• [WHAT IS NEEDED]: Return every line from the listing where the word "plate" occurs.

· · · ·

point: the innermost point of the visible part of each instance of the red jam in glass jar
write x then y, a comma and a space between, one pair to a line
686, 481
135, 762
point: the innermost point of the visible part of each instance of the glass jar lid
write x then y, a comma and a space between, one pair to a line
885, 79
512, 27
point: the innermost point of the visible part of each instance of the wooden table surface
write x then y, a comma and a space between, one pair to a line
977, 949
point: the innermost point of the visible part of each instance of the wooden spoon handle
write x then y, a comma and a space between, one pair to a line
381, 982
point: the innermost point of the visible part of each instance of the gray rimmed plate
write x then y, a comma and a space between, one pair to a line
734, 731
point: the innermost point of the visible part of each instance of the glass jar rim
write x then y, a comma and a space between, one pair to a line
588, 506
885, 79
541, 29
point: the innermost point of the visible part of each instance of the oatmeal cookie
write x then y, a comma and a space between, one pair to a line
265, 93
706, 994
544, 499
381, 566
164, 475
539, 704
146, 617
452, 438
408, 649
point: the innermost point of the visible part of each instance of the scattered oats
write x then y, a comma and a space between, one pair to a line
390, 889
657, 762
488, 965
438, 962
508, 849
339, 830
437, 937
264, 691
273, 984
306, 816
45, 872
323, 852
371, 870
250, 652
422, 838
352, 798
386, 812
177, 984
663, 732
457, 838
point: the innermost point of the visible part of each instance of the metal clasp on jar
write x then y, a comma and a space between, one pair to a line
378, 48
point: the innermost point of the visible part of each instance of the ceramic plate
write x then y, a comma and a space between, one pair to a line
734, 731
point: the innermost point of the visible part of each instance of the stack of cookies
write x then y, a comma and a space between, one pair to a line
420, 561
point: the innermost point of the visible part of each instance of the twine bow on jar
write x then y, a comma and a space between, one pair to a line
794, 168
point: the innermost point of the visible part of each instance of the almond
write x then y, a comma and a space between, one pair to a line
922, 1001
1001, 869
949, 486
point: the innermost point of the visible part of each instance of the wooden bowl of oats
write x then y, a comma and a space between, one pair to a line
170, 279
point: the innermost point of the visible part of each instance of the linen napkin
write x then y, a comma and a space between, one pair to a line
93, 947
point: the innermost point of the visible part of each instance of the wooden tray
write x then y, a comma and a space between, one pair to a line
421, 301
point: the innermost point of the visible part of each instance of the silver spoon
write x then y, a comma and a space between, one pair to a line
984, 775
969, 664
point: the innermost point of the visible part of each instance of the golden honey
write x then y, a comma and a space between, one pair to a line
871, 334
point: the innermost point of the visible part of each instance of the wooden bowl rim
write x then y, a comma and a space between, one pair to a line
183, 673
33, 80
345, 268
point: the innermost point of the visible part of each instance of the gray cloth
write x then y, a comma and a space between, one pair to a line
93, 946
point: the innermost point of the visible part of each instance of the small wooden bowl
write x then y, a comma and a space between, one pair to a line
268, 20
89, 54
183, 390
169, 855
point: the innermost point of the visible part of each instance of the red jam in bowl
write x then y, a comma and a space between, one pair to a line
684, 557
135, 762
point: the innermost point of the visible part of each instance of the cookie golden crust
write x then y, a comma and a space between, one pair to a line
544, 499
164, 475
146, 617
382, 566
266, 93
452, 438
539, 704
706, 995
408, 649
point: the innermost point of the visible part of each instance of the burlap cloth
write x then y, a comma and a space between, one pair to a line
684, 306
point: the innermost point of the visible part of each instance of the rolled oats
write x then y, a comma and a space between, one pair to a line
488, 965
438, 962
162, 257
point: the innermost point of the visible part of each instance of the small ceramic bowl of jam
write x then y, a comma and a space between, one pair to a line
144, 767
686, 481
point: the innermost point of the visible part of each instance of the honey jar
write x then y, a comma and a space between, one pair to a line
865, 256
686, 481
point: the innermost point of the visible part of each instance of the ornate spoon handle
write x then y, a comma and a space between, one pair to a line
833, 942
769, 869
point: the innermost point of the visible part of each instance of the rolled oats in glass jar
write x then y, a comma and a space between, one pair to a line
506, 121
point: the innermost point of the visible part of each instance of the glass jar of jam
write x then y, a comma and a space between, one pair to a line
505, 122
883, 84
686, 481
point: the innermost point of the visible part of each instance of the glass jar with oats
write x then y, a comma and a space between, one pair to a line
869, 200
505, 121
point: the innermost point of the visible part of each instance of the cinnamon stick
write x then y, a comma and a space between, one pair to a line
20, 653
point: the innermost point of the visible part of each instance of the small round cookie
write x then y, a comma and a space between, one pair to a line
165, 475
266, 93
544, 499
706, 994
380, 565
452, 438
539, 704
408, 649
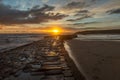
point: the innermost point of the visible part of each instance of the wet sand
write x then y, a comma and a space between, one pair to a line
97, 60
45, 59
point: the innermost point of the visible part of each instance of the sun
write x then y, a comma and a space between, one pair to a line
56, 31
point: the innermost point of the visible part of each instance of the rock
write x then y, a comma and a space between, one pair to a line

· · · ·

• [RESULT BELOW]:
point: the innermost point of the visible part of each instance of the gray rimmed plate
point: the innermost point of the visible part of each instance of the ceramic plate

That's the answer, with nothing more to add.